_Ejercicios:_
**1)** Según el fragmento sobre la protesta, ¿por qué deshonra tanto a la autoridad como a la protesta que las manifestaciones públicas estén custodiadas por fuerzas antimotines? Responde en una a tres oraciones.
**2)** Copia sin cambios un tramo del fragmento sobre la protesta: comienza en las palabras "Si deveras pretendemos" y detente después de "calles para expresarnos.".

_Fragmento dado:_
☆ ☆ ☆ ☆ ☆

Si deveras pretendemos que la protesta no derive en criminalización, entonces tenemos por fuerza que imaginar a la protesta capaz de regular y definir sus acciones estratégicamente, entre otras cosas para poder escalar el conflicto cuando se hace necesario. El mero hecho de que las manifestaciones públicas sea custodiado por unas fuerzas antimotines que oficialmente no existen, es un hecho que deshonra tanto a la autoridad como a la protesta misma, pues hace suponer que los ciudadanos no somos dueños de nosotros mismos, ni del derecho de usar las calles para expresarnos.
En ese sentido, es tan triste o incluso peor que la confusión sobre los métodos y signos a los que pueden recurrir las movilizaciones se acompañe de la reacción irracional de que podemos obtener ayuda de la policía para restituir eso que se llama banalmente “la ley y el orden”. Por un lado, sucede que las movilizaciones en defensa de los derechos de las personas lo que están pidiendo es que se instituya una legalidad y un orden legítimos que corrijan el desorden institucionalizado que abandona a la ciudadanía en manos del capitalismo sin límites. Pero también porque es absurdo que en un país como México confiemos a la autoridad emanada de los partidos políticos que nos ofrezca protección y orden, y peor que pensemos que nos puede ayudar nuestra policía. Me extraña que especialmente frente a la situación militarizada de la doctrina policial del oficialismo, o al nuevo poder judicial que muchos vemos como extremadamente inquietante, pensemos que la aplicación de nuestro evanescente “Estado de derecho” pueda servir para solucionar el inmenso malestar político que representa el fracaso entero de la sociedad en proporcionar bienestar, seguridad y condiciones de vida a quienes, ciudadanos o no, vivimos en este territorio. Pensar en esos términos es desconocer lo mal que están las cosas. La idea de que la policía instaura entre nosotros el estado de derecho es tan falsa como pensar que romper una vidriera es revolucionario.

☆ ☆ ☆ ☆ ☆

_Datos registrados:_
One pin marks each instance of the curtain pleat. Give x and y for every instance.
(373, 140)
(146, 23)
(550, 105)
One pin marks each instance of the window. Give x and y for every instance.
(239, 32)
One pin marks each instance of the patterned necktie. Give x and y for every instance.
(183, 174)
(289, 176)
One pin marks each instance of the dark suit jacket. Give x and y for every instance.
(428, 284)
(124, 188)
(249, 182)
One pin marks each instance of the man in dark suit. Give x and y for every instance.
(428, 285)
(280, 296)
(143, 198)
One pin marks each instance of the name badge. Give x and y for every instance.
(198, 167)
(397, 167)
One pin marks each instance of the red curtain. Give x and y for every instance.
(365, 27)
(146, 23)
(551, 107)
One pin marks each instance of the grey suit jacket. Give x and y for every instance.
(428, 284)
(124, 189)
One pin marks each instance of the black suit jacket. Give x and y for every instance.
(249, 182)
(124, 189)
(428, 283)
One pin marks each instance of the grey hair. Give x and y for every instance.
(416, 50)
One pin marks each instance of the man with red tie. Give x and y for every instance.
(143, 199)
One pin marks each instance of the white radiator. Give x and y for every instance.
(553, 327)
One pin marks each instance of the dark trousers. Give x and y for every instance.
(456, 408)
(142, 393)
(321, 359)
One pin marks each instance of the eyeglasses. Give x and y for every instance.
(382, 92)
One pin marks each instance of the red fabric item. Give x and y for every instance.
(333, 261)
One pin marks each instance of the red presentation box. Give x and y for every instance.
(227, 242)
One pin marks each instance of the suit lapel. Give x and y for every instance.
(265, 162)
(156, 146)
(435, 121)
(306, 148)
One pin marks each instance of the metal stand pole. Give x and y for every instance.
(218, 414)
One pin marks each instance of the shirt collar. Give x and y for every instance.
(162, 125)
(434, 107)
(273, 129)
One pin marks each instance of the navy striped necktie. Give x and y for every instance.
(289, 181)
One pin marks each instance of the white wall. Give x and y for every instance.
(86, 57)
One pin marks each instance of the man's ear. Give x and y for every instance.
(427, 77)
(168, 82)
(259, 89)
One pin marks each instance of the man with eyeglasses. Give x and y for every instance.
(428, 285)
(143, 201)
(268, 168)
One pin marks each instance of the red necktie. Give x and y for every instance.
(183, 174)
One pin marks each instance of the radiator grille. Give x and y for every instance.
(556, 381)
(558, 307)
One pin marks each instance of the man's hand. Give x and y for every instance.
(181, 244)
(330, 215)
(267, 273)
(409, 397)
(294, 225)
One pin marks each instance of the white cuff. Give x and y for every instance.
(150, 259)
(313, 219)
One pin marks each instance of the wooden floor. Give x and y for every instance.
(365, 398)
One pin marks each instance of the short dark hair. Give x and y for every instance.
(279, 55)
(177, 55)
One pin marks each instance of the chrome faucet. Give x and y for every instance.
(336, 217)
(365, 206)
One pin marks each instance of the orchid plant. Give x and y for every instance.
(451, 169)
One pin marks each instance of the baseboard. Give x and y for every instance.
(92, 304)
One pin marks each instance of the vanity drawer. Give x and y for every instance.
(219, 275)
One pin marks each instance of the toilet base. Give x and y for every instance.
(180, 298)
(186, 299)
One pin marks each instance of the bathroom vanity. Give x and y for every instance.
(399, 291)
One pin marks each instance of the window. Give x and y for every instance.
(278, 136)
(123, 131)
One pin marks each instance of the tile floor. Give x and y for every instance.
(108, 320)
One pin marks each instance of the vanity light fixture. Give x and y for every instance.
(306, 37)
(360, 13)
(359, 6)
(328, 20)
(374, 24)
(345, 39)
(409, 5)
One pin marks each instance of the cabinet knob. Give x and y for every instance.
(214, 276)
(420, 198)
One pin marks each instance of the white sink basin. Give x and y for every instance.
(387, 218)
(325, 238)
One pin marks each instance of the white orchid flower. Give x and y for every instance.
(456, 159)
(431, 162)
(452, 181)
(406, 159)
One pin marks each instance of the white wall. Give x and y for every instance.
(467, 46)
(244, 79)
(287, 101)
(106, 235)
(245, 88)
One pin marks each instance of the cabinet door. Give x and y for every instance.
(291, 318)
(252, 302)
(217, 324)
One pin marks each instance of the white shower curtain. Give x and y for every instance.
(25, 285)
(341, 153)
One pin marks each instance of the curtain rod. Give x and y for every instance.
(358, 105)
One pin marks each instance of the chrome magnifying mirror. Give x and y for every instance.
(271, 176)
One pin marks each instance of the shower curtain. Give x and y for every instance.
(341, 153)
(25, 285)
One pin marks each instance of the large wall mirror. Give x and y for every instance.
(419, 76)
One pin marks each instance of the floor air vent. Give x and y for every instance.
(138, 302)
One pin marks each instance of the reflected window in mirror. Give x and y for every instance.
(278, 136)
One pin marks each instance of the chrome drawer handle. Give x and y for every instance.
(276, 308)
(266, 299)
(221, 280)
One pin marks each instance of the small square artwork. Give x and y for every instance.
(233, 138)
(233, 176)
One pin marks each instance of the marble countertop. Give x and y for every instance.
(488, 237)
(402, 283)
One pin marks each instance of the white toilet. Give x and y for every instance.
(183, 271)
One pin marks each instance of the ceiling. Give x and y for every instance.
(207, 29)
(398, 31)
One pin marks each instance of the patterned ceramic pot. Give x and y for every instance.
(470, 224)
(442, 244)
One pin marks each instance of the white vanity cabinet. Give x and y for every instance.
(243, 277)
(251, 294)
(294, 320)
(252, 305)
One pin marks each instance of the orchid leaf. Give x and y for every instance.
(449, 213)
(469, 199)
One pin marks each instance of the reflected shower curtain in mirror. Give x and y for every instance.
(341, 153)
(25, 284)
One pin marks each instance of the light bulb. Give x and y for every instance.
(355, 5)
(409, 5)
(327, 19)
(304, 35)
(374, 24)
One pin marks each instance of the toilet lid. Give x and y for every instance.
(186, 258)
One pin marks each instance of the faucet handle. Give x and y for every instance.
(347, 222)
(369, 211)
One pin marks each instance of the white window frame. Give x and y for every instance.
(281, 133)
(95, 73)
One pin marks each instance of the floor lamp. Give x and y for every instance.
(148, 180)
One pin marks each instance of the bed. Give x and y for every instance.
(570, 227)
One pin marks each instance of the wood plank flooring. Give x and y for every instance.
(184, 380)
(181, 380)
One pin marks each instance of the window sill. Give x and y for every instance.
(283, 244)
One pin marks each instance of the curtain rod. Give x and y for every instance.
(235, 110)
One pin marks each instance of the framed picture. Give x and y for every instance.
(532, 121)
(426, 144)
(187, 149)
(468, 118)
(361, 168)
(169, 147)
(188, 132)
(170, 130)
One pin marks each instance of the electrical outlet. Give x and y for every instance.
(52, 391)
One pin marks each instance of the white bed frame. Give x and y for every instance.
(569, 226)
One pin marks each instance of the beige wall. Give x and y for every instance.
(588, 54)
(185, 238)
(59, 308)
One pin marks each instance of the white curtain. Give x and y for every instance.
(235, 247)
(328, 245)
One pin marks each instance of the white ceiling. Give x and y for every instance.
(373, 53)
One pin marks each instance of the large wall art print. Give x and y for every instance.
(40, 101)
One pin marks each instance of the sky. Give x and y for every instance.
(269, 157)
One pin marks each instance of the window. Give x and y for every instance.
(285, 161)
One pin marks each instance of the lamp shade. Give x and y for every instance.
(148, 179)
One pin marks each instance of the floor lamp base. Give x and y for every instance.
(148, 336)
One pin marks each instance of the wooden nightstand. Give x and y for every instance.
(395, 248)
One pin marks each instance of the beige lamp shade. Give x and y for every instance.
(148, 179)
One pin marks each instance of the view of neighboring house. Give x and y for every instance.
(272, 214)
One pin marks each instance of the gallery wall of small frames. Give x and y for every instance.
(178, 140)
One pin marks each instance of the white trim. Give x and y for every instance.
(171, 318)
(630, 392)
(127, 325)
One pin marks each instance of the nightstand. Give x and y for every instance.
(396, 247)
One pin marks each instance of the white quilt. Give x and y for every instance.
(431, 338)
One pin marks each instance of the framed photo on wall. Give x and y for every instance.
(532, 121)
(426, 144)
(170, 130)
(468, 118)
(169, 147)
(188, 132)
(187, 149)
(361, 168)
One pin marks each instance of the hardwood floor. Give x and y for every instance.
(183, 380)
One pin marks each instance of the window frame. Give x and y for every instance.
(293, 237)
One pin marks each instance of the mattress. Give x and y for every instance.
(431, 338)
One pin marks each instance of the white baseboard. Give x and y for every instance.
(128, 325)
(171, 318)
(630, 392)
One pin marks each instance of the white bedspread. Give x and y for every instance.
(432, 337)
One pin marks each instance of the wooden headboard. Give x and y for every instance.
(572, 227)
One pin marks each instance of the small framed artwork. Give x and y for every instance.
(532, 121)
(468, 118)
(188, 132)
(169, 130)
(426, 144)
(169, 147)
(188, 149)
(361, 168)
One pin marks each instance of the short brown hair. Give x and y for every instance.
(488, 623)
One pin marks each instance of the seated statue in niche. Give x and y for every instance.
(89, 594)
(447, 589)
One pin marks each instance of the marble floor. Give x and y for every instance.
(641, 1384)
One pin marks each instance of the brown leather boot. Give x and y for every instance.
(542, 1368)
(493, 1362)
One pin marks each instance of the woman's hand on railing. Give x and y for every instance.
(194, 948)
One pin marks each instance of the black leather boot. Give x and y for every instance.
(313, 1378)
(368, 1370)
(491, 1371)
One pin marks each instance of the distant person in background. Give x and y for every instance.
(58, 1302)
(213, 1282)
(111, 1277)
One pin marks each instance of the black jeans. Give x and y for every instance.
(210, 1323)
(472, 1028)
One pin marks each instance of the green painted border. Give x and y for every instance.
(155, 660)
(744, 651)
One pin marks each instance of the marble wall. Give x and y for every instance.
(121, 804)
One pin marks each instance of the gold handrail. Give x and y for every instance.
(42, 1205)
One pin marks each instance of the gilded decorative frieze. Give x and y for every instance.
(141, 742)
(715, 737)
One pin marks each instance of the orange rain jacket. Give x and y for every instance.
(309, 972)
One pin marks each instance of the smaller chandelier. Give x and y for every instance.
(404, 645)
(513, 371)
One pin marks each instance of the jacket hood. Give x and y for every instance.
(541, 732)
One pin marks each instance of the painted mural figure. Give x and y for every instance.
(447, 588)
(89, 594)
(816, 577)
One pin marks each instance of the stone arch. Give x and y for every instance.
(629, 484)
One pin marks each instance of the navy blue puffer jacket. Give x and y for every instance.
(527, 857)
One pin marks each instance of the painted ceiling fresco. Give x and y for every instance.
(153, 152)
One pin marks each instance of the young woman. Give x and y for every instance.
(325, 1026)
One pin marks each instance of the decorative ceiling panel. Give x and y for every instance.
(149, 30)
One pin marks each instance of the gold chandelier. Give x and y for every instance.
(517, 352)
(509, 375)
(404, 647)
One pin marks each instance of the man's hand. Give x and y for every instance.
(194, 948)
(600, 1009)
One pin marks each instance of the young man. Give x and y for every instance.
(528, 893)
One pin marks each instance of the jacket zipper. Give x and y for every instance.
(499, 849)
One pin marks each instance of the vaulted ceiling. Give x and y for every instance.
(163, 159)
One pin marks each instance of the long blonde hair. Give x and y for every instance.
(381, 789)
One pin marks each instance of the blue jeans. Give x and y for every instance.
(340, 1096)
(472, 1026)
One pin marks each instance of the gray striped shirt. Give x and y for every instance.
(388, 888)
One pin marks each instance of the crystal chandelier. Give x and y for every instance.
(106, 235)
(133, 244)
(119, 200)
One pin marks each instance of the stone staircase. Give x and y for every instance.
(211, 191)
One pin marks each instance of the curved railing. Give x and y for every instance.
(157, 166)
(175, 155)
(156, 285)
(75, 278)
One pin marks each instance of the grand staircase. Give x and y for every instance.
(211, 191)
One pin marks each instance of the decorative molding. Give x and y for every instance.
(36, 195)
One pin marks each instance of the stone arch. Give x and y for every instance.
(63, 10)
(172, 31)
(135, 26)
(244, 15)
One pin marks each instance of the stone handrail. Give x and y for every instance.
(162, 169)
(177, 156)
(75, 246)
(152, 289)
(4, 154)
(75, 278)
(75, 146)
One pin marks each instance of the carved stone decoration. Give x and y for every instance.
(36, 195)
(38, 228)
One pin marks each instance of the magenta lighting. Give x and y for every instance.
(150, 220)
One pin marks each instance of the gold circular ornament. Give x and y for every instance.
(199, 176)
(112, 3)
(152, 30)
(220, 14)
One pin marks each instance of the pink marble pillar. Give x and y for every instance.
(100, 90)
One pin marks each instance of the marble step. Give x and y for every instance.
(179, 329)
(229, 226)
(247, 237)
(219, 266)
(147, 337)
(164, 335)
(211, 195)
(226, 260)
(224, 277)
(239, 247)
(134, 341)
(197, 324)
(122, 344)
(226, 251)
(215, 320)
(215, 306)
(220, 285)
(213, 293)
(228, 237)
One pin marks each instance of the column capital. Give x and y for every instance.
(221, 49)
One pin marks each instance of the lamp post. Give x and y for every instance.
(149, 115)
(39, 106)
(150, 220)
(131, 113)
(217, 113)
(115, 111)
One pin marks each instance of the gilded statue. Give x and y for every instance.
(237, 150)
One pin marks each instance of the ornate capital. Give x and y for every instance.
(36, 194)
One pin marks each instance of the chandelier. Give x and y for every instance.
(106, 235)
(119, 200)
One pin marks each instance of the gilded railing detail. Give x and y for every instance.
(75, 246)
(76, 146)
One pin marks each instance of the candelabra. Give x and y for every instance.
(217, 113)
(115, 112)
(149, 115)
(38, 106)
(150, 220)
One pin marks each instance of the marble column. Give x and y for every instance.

☆ ☆ ☆ ☆ ☆

_Resultados por tarea:_
**1)** Porque hace suponer que los ciudadanos no son dueños de sí mismos ni del derecho de usar las calles para expresarse.

**2)**
Si deveras pretendemos que la protesta no derive en criminalización, entonces tenemos por fuerza que imaginar a la protesta capaz de regular y definir sus acciones estratégicamente, entre otras cosas para poder escalar el conflicto cuando se hace necesario. El mero hecho de que las manifestaciones públicas sea custodiado por unas fuerzas antimotines que oficialmente no existen, es un hecho que deshonra tanto a la autoridad como a la protesta misma, pues hace suponer que los ciudadanos no somos dueños de nosotros mismos, ni del derecho de usar las calles para expresarnos.